Exactly as they appear below, repeat the lines from the one with "Query: blue plastic hose" through the one with "Query: baby's wrist", and no others.

★ ★ ★

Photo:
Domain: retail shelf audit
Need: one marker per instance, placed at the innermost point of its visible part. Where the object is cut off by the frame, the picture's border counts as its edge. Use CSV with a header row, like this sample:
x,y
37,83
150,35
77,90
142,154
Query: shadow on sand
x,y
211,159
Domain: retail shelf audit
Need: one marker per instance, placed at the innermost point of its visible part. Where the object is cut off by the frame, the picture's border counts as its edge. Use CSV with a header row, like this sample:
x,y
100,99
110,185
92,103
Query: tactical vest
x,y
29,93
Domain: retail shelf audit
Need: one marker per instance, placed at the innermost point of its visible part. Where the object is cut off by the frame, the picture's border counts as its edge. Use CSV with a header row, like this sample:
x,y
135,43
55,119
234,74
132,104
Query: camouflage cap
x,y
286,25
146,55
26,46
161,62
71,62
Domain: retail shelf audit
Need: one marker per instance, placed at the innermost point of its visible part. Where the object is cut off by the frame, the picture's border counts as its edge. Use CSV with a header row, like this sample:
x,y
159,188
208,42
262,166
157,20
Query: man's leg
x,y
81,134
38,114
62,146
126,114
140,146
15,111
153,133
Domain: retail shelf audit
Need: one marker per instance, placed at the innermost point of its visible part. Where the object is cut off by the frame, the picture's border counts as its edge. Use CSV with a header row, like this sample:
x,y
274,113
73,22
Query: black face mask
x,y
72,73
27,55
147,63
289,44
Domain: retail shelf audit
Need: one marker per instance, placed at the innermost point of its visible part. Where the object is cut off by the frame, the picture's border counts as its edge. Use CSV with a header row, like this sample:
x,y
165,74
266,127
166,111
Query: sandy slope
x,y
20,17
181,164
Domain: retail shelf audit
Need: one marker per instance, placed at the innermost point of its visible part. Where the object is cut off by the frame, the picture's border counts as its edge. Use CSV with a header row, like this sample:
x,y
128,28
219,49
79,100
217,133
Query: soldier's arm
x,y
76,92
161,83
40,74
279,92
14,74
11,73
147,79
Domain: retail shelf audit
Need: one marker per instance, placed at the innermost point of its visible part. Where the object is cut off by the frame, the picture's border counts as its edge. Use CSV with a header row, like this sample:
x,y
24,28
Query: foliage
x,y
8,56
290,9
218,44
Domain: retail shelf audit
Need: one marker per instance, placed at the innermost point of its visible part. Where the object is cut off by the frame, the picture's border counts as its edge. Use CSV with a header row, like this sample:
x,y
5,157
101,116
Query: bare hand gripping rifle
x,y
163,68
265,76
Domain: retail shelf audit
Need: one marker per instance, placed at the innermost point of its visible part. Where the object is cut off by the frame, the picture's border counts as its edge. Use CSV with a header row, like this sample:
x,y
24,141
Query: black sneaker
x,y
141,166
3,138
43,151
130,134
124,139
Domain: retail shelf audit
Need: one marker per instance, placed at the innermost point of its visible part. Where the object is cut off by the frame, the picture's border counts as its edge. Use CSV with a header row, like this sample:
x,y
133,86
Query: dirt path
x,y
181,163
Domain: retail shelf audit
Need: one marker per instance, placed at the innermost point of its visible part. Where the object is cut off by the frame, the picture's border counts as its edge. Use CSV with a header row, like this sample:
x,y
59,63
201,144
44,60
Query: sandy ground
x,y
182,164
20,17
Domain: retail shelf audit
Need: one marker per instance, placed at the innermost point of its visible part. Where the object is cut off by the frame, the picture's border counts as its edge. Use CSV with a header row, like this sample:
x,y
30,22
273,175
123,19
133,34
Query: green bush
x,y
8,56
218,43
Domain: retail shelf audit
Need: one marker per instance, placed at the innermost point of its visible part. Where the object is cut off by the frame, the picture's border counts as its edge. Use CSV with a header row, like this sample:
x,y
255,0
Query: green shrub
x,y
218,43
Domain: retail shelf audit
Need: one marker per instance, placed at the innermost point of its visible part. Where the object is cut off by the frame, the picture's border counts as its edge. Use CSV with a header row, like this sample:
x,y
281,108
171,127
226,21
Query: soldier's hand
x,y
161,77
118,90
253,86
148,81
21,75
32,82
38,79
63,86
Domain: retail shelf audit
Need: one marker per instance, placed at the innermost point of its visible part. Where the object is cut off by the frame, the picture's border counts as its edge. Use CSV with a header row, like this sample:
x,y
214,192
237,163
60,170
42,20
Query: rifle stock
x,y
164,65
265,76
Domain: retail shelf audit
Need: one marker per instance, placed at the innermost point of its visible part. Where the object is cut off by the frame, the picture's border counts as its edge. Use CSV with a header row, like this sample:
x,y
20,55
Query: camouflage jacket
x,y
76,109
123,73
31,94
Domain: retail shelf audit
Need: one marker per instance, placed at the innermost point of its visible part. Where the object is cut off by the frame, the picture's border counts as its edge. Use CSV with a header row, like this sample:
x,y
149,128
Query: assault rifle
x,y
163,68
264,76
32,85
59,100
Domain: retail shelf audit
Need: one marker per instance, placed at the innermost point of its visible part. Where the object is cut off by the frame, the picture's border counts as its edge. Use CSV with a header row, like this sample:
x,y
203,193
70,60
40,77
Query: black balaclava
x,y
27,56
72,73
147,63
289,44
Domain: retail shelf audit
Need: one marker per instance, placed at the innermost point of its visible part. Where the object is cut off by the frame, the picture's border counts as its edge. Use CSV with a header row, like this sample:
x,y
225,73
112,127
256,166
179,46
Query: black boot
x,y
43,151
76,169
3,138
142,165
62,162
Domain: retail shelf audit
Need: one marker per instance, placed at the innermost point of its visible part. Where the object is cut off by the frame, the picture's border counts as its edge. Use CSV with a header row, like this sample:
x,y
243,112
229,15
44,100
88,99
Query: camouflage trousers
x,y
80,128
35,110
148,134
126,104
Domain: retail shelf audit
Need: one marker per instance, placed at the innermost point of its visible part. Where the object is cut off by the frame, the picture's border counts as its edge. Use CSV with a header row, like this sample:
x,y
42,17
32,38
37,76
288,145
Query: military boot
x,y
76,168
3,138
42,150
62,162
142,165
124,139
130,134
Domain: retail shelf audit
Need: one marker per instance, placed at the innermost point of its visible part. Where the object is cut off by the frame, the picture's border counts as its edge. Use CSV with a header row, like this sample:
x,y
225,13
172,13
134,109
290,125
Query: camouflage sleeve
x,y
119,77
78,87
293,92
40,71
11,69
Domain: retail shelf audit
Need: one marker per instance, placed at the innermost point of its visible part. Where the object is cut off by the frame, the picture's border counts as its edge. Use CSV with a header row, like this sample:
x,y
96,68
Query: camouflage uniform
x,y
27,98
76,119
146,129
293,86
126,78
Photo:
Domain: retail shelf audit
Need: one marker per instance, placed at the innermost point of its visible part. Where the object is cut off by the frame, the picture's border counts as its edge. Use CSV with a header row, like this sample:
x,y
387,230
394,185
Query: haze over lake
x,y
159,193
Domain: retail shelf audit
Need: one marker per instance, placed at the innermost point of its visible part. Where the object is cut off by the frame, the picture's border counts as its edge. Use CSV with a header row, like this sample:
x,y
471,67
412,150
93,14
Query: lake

★ ★ ★

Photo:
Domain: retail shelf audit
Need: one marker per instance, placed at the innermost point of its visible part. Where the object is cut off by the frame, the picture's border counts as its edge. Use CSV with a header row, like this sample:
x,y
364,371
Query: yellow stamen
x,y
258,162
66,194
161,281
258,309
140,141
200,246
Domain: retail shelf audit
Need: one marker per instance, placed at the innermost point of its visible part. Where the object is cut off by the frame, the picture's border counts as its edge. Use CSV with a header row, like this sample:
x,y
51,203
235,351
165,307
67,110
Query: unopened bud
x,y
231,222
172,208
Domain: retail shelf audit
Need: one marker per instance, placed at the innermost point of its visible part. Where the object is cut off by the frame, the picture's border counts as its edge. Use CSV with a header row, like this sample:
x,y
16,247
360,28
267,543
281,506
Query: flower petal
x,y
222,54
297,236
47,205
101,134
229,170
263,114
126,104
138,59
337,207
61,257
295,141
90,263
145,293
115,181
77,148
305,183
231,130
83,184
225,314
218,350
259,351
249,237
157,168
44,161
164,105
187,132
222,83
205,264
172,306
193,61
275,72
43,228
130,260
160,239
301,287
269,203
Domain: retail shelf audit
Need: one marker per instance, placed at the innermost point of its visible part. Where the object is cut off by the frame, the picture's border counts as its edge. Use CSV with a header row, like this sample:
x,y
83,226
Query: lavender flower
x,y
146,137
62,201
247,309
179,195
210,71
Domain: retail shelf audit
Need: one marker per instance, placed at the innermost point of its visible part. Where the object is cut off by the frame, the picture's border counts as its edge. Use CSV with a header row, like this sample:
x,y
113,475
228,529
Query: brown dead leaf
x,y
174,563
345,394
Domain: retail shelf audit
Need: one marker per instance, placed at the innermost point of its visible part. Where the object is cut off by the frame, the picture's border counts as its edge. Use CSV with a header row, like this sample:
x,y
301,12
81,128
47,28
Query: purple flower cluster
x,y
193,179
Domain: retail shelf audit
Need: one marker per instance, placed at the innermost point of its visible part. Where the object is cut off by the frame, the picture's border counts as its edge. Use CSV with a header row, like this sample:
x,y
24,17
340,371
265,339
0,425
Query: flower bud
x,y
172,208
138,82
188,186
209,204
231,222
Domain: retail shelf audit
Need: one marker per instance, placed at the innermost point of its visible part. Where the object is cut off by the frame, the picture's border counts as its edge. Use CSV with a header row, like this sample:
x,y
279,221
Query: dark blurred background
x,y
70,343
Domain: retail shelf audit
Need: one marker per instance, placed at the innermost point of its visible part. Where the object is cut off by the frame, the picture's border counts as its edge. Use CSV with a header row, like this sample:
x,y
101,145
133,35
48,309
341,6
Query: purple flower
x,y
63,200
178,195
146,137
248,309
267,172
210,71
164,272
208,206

★ ★ ★

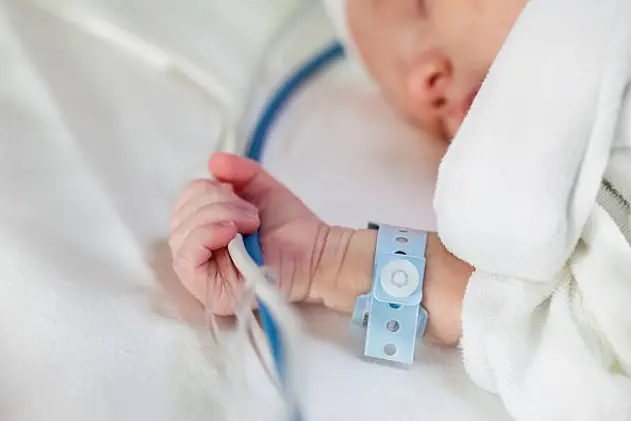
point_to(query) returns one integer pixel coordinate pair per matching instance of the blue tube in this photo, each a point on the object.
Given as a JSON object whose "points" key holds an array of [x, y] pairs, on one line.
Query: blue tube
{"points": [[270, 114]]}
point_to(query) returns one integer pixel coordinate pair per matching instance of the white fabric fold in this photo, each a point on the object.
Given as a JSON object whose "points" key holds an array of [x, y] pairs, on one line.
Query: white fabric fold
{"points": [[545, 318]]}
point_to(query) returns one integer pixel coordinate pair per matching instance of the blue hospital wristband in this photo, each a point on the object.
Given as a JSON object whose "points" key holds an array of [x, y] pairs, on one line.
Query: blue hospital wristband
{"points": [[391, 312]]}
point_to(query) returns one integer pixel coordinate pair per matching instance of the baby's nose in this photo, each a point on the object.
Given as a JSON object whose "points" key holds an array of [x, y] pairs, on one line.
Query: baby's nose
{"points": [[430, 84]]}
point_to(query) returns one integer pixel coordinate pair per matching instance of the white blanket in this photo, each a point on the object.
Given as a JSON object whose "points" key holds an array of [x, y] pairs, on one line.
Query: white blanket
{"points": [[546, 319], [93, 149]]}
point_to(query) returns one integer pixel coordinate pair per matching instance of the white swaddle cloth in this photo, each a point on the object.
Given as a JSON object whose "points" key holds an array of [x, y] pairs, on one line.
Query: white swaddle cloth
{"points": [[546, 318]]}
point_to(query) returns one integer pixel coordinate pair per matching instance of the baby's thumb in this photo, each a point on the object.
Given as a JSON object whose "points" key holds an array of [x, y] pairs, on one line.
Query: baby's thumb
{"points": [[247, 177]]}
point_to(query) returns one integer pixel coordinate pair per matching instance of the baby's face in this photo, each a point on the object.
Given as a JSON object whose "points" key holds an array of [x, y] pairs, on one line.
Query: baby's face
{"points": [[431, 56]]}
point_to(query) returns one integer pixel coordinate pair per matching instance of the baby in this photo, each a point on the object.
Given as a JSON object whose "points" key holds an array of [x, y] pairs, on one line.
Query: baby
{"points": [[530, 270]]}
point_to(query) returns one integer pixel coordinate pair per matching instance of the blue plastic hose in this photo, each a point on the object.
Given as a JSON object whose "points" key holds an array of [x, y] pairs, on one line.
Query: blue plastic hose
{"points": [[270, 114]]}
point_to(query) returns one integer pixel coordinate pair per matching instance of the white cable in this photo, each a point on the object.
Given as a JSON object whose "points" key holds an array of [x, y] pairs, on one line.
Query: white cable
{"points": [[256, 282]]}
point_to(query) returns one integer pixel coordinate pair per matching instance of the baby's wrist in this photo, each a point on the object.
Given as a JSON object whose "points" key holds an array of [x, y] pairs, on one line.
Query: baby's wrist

★ ★ ★

YOUR RESPONSE:
Query: blue plastic hose
{"points": [[270, 114]]}
point_to(query) returns one integer pixel coordinate pair per matching instance of the white cable in this photo, each a point on the object.
Given as a JSON object whose "points" key holds an array of [x, y] pairs, on one line.
Query: white cable
{"points": [[256, 282]]}
point_to(query) returns one integer pixel coordinate pair per matching instance of the baby's wrist in this photo, each a point on the object.
Given as a JSON object whose "points" key holds an array of [x, y] pairs, on one line.
Query: baby's wrist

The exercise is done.